Only the lines from the start of the entries through the line with "task: trace the" are wanted; please output them exactly.

Collected data
*** Block opens ***

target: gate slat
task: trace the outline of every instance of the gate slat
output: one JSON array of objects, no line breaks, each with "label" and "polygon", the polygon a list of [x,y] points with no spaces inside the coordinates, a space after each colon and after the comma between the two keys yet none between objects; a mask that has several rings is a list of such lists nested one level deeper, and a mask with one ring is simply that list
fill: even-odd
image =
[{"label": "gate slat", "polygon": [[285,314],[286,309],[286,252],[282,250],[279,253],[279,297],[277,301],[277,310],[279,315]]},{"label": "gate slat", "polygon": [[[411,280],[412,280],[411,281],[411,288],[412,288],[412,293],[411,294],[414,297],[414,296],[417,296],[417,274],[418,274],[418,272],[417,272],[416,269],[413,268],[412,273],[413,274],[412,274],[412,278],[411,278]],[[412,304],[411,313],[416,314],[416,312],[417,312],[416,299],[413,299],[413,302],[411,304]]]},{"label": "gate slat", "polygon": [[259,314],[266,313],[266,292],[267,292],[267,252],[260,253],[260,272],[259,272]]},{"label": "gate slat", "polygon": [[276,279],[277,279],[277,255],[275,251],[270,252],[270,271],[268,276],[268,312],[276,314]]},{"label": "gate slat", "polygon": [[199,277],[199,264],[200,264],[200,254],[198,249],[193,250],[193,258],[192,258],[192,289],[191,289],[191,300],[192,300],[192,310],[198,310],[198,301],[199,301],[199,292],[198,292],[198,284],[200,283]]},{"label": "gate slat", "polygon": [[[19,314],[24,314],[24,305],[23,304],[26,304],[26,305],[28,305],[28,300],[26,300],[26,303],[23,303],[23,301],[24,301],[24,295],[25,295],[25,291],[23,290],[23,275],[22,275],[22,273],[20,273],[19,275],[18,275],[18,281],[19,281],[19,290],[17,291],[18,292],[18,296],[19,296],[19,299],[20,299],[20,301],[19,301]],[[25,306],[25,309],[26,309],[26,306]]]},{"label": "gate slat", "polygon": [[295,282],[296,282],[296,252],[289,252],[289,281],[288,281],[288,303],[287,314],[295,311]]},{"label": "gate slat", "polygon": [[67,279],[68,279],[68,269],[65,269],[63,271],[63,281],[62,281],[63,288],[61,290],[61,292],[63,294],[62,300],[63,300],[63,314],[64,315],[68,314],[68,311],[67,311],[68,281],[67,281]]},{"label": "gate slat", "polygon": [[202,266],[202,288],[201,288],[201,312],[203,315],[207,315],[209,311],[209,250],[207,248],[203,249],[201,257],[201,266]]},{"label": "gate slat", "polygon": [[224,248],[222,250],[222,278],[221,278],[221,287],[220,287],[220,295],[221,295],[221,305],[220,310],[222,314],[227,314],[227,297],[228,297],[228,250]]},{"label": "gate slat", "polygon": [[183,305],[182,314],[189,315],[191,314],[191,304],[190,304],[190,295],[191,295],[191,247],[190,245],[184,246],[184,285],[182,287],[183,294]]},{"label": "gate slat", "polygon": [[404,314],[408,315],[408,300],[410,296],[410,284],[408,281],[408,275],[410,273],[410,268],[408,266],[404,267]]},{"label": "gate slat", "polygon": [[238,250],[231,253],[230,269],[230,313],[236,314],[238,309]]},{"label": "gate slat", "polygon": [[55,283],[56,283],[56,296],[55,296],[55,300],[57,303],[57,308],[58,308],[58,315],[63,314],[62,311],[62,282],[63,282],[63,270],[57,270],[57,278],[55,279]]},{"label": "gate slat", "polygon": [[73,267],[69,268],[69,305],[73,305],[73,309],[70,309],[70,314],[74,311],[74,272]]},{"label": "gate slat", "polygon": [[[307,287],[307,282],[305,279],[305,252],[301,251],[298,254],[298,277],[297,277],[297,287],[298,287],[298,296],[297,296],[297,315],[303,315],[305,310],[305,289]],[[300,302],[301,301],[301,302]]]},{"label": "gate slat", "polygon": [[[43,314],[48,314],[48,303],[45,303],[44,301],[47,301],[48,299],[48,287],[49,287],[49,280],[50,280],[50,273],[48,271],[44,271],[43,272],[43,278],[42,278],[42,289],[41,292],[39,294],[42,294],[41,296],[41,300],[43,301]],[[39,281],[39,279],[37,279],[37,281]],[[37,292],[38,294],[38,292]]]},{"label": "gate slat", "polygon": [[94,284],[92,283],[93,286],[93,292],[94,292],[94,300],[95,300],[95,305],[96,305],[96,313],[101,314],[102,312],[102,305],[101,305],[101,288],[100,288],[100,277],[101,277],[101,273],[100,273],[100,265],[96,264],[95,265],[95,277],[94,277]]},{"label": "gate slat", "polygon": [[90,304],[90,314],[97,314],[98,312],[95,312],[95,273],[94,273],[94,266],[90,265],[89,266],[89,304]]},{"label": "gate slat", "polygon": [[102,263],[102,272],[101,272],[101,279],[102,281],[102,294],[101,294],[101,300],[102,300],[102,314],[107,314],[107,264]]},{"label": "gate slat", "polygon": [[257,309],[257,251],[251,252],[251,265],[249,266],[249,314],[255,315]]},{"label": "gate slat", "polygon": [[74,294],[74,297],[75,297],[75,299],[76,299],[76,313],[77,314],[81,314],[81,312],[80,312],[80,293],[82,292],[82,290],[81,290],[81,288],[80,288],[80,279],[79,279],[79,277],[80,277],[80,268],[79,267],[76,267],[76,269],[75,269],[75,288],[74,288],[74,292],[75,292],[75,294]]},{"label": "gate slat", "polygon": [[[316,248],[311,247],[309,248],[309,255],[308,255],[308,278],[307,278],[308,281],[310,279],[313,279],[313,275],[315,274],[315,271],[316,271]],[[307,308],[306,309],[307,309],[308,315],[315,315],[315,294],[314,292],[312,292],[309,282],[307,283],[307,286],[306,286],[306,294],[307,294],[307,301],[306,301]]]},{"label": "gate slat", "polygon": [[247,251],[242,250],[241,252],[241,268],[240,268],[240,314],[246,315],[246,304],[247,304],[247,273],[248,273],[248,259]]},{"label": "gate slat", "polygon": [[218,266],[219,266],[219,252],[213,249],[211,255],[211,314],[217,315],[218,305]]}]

*** Block closes ***

TASK OUTPUT
target: gate slat
task: trace the outline of every instance of the gate slat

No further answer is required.